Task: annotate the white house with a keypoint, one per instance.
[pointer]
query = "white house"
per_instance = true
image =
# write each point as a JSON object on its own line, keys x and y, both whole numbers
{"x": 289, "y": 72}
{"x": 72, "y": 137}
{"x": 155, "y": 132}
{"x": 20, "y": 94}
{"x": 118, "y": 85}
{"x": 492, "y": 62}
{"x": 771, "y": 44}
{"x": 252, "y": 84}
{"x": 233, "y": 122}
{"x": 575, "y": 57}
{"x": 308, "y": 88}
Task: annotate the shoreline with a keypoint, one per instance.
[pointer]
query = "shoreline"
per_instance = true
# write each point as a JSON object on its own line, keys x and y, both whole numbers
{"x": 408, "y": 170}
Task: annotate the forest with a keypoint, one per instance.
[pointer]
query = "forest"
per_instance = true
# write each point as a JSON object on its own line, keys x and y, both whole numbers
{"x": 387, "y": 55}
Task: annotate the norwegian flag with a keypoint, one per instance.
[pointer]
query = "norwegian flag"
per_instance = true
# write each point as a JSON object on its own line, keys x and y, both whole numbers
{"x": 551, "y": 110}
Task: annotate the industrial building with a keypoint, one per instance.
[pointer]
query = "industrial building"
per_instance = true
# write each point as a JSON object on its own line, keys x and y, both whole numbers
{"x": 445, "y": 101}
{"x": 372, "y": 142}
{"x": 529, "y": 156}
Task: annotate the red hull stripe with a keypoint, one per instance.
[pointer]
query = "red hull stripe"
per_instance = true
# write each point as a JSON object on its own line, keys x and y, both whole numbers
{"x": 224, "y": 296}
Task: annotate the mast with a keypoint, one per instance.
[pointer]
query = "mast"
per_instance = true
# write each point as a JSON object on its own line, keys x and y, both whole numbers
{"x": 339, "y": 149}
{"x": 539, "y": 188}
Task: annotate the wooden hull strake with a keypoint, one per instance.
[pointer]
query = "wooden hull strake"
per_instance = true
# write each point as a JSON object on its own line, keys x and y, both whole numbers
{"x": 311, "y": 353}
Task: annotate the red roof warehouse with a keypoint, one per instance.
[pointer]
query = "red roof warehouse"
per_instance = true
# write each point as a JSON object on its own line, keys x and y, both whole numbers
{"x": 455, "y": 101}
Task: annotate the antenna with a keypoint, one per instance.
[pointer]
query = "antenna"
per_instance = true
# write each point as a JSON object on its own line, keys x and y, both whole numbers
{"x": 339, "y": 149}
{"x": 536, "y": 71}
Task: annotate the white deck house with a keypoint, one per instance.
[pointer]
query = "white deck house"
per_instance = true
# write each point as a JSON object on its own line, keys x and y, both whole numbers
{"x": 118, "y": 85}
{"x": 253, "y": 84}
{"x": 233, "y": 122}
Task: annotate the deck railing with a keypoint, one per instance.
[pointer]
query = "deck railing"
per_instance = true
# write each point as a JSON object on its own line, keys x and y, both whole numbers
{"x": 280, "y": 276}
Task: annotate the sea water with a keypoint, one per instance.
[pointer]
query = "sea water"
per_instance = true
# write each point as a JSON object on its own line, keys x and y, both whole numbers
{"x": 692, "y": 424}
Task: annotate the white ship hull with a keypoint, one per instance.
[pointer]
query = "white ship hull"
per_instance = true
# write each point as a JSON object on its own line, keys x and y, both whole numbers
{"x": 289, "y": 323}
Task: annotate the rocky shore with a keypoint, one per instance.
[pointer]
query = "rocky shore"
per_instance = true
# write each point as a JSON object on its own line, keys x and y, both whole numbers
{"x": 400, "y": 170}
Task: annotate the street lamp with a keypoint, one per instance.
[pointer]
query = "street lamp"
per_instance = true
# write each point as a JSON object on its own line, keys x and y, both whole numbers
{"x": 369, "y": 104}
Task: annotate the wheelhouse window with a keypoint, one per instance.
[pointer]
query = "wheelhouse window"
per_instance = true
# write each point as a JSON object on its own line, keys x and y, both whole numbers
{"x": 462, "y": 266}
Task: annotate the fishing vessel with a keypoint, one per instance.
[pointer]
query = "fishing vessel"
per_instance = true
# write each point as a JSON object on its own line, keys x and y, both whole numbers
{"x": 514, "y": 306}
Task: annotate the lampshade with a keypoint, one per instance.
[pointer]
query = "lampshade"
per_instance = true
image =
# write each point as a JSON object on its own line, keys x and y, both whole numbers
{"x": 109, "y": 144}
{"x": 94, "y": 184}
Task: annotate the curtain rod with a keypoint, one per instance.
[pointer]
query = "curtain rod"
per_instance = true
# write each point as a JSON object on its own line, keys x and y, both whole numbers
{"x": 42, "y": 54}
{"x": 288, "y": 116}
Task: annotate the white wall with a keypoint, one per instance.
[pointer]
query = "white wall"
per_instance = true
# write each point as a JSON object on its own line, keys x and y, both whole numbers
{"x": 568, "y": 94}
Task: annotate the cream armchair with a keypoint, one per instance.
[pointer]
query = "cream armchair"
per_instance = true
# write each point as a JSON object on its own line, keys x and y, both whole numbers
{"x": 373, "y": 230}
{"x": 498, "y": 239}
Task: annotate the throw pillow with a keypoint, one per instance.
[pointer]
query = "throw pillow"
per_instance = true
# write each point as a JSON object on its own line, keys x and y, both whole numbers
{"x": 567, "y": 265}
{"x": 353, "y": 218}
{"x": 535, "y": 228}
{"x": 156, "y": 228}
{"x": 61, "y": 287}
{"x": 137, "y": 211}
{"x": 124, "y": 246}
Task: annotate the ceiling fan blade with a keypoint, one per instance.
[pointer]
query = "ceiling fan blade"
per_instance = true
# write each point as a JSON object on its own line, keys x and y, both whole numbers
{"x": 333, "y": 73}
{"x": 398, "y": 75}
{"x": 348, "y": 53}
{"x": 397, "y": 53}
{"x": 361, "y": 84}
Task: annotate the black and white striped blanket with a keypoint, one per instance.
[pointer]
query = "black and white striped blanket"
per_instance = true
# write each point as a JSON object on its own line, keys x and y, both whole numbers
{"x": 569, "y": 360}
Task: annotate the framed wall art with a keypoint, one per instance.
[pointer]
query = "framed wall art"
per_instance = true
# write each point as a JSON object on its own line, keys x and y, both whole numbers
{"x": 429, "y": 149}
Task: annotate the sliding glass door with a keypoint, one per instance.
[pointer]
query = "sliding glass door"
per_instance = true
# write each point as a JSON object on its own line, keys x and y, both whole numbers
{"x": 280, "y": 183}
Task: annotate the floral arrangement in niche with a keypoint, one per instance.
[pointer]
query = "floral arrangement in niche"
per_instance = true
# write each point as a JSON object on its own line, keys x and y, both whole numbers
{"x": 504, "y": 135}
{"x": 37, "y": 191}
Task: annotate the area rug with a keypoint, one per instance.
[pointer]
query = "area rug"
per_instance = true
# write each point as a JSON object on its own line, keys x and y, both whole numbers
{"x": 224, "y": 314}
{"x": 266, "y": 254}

****************************************

Instructions to follow → When you reach the end of the listing, print it again in full, exactly as given.

Output for this exercise →
Task: annotate the white house with a keypoint, one per instance.
[pointer]
query = "white house"
per_instance = true
image =
# write each point as a JSON object on its own line, keys x and y, both whole numbers
{"x": 289, "y": 72}
{"x": 72, "y": 137}
{"x": 155, "y": 132}
{"x": 20, "y": 94}
{"x": 118, "y": 85}
{"x": 492, "y": 62}
{"x": 771, "y": 44}
{"x": 252, "y": 84}
{"x": 233, "y": 122}
{"x": 575, "y": 57}
{"x": 308, "y": 88}
Task: annotate the shoreline with a keypoint, one per instance.
[pointer]
query = "shoreline"
per_instance = true
# write each point as a JSON object on its own line, keys x and y, both whole numbers
{"x": 408, "y": 170}
Task: annotate the forest with a keypoint, one per instance.
[pointer]
query = "forest"
per_instance = true
# write each point as a JSON object on its own line, keys x and y, both whole numbers
{"x": 387, "y": 55}
Task: annotate the norwegian flag with a keypoint, one per instance.
[pointer]
query = "norwegian flag"
per_instance = true
# write each point as a JSON object on its own line, keys x and y, both whole numbers
{"x": 551, "y": 110}
Task: annotate the industrial building with a keypoint, one per instance.
[pointer]
query = "industrial building"
per_instance = true
# write each point as a JSON object on its own line, keys x and y, both whole numbers
{"x": 445, "y": 101}
{"x": 372, "y": 142}
{"x": 529, "y": 156}
Task: annotate the red hull stripe with a keypoint, one per instance.
[pointer]
query = "red hull stripe"
per_instance = true
# write each point as a JSON object on its own line, keys x and y, both whole numbers
{"x": 224, "y": 296}
Task: annotate the mast with a keypoint, one per instance.
[pointer]
query = "mast"
per_instance = true
# write each point as a JSON object on its own line, keys x and y, both whole numbers
{"x": 339, "y": 149}
{"x": 539, "y": 188}
Task: annotate the wooden hull strake with a keypoint, one per instance.
[pointer]
query = "wooden hull strake"
per_instance = true
# write each point as a JSON object on its own line, keys x and y, both whole numbers
{"x": 311, "y": 353}
Task: annotate the red roof warehouse with a keypoint, one per instance.
[pointer]
query = "red roof warehouse"
per_instance = true
# write each point as a JSON object on its own line, keys x and y, both whole numbers
{"x": 455, "y": 101}
Task: annotate the antenna with a keypoint, one per instance.
[pointer]
query = "antenna"
per_instance = true
# write each point as a JSON object on its own line, keys x and y, both whole numbers
{"x": 339, "y": 149}
{"x": 536, "y": 71}
Task: annotate the white deck house with a keypoint, one per instance.
[pointer]
query = "white deck house"
per_instance = true
# write each point as a JSON object on its own line, keys x and y, both whole numbers
{"x": 118, "y": 85}
{"x": 253, "y": 84}
{"x": 233, "y": 122}
Task: annotate the deck railing with a keypoint, one per instance.
[pointer]
query = "deck railing"
per_instance = true
# write each point as a JSON object on its own line, keys x and y, both whole numbers
{"x": 280, "y": 276}
Task: annotate the sea water with a keypoint, one per instance.
[pointer]
query = "sea water"
per_instance = true
# write each point as a JSON object on its own line, keys x and y, both whole numbers
{"x": 692, "y": 424}
Task: annotate the white ship hull with a keypoint, one per instance.
[pointer]
query = "white ship hull"
per_instance = true
# write each point as a JSON object on its own line, keys x and y, both whole numbers
{"x": 289, "y": 323}
Task: annotate the rocky shore with a keypoint, one per instance.
[pointer]
query = "rocky shore"
per_instance = true
# write each point as a JSON object on its own line, keys x and y, both whole numbers
{"x": 400, "y": 170}
Task: annotate the street lamp with a keypoint, one per instance.
[pointer]
query = "street lamp"
per_instance = true
# write each point as a JSON object on its own line, keys x and y, both whole numbers
{"x": 369, "y": 104}
Task: annotate the wheelhouse window with a keypoint, one per instance.
[pointer]
query = "wheelhouse window"
per_instance = true
# write each point as a JSON object on its own line, keys x and y, both whole numbers
{"x": 462, "y": 266}
Task: annotate the fishing vessel with a keypoint, one per instance.
[pointer]
query = "fishing vessel"
per_instance = true
# write each point as a JSON object on its own line, keys x and y, both whole numbers
{"x": 514, "y": 306}
Task: annotate the lampshade with a keypoint, one per instance.
[pointer]
query = "lampshade"
per_instance = true
image =
# write each point as a JSON object on its own line, keys x and y, both whole numbers
{"x": 109, "y": 144}
{"x": 94, "y": 184}
Task: annotate the curtain rod with a keypoint, one per instance.
[pointer]
query = "curtain rod"
per_instance = true
# write each point as a JSON object on its own line, keys x and y, both whole numbers
{"x": 42, "y": 54}
{"x": 288, "y": 116}
Task: annotate the white wall with a keypoint, one per instance.
[pointer]
query = "white wall"
per_instance = true
# write each point as a JSON object on its own line, keys x and y, both whole numbers
{"x": 568, "y": 94}
Task: annotate the cream armchair with a keypoint, one per instance.
[pointer]
query = "cream armchair"
per_instance = true
# write each point as a JSON object on its own line, keys x and y, both whole numbers
{"x": 373, "y": 230}
{"x": 498, "y": 239}
Task: annotate the throw pillow with a keypoint, one per instance.
[pointer]
query = "throw pillow"
per_instance = true
# write each point as a JSON object on its own line, keys x and y, both whole numbers
{"x": 567, "y": 265}
{"x": 353, "y": 218}
{"x": 535, "y": 228}
{"x": 156, "y": 228}
{"x": 61, "y": 287}
{"x": 137, "y": 211}
{"x": 124, "y": 246}
Task: annotate the ceiling fan blade with a keypoint, one per instance.
[pointer]
query = "ceiling fan blade"
per_instance = true
# write each point as a JSON object on its own line, keys x and y, both whole numbers
{"x": 333, "y": 73}
{"x": 398, "y": 75}
{"x": 348, "y": 53}
{"x": 397, "y": 53}
{"x": 361, "y": 84}
Task: annotate the black and white striped blanket with a keypoint, one per instance.
[pointer]
query = "black and white striped blanket"
per_instance = true
# write each point as a JSON object on its own line, keys x and y, both whole numbers
{"x": 569, "y": 360}
Task: annotate the framed wall art with a keypoint, one per instance.
[pointer]
query = "framed wall art"
per_instance = true
# write each point as a JSON object on its own line, keys x and y, both whole numbers
{"x": 429, "y": 149}
Task: annotate the sliding glass door with a keypoint, one per instance.
[pointer]
query = "sliding glass door"
per_instance = true
# write each point as a JSON object on its own line, keys x and y, both whole numbers
{"x": 280, "y": 183}
Task: annotate the floral arrangement in niche with a keypoint, one per instance.
[pointer]
query = "floral arrangement in niche"
per_instance = true
# write each point as a JSON object on its own line, keys x and y, both whole numbers
{"x": 504, "y": 135}
{"x": 37, "y": 191}
Task: annotate the area rug with a keypoint, one per instance.
[pointer]
query = "area rug"
per_instance = true
# write each point as a JSON object on its own line, keys x and y, both whole numbers
{"x": 224, "y": 314}
{"x": 266, "y": 254}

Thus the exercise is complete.